▶ [YOUR INSTRUCTIONS]: Type out all the records again exactly.
▼
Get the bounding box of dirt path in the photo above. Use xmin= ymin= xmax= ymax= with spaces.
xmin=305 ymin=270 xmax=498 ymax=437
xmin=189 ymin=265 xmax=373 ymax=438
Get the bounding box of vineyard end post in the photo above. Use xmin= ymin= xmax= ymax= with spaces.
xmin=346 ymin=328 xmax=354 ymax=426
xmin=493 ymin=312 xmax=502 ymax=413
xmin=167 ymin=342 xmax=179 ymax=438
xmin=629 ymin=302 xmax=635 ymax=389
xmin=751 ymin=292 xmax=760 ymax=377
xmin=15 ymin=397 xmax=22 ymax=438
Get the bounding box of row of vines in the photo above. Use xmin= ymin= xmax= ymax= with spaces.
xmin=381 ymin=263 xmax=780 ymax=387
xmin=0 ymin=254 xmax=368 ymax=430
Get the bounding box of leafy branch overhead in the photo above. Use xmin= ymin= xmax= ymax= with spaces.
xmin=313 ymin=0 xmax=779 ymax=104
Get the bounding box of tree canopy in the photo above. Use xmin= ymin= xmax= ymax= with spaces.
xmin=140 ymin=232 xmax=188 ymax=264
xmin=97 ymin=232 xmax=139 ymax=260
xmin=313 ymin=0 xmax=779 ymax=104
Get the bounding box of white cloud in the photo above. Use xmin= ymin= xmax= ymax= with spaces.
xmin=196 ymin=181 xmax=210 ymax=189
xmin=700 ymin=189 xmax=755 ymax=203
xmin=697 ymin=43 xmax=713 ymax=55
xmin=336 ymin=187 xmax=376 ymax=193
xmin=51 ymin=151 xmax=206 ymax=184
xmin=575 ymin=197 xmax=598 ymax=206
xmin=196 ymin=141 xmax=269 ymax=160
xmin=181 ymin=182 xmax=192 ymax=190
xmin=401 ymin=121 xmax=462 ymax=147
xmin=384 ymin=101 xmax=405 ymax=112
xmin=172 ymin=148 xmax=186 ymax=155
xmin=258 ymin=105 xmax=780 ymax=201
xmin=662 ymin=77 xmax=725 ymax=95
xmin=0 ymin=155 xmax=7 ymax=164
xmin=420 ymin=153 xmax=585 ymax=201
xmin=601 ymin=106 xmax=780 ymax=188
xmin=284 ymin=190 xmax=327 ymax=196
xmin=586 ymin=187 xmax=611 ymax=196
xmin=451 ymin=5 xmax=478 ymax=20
▲
▶ [RESPONSE TO THE EXERCISE]:
Get the bounding box of dirt path in the photo above. Use xmin= ymin= xmax= ymax= with spaces.
xmin=305 ymin=270 xmax=498 ymax=437
xmin=189 ymin=265 xmax=373 ymax=438
Get the bounding box of vineyard end post in the photo above. Use xmin= ymin= xmax= ymax= with spaces.
xmin=346 ymin=328 xmax=354 ymax=426
xmin=493 ymin=312 xmax=502 ymax=413
xmin=167 ymin=342 xmax=179 ymax=438
xmin=629 ymin=302 xmax=635 ymax=389
xmin=751 ymin=292 xmax=760 ymax=377
xmin=15 ymin=397 xmax=22 ymax=438
Get the bounding box of row of vines in the photo above. Use xmin= ymin= xmax= ymax= with spaces.
xmin=381 ymin=263 xmax=780 ymax=387
xmin=0 ymin=254 xmax=368 ymax=430
Get the bounding box of leafy branch overhead in the photo above. Use xmin= ymin= xmax= ymax= with spaces.
xmin=313 ymin=0 xmax=779 ymax=104
Get the bounding box of tree canopy in the photo above. Use xmin= ymin= xmax= ymax= with spaces.
xmin=140 ymin=232 xmax=188 ymax=264
xmin=97 ymin=232 xmax=139 ymax=260
xmin=313 ymin=0 xmax=779 ymax=104
Get the bounding box of white cloud in the photo above. Use xmin= ymin= xmax= ymax= with spaces.
xmin=196 ymin=181 xmax=210 ymax=189
xmin=700 ymin=189 xmax=755 ymax=203
xmin=697 ymin=43 xmax=713 ymax=55
xmin=336 ymin=187 xmax=376 ymax=193
xmin=51 ymin=151 xmax=206 ymax=184
xmin=575 ymin=197 xmax=598 ymax=206
xmin=196 ymin=141 xmax=269 ymax=160
xmin=181 ymin=182 xmax=192 ymax=190
xmin=401 ymin=121 xmax=462 ymax=147
xmin=384 ymin=101 xmax=405 ymax=112
xmin=172 ymin=148 xmax=186 ymax=155
xmin=258 ymin=105 xmax=780 ymax=201
xmin=662 ymin=77 xmax=725 ymax=95
xmin=0 ymin=155 xmax=7 ymax=164
xmin=420 ymin=153 xmax=585 ymax=201
xmin=601 ymin=106 xmax=780 ymax=188
xmin=284 ymin=190 xmax=327 ymax=196
xmin=586 ymin=187 xmax=611 ymax=196
xmin=451 ymin=5 xmax=478 ymax=20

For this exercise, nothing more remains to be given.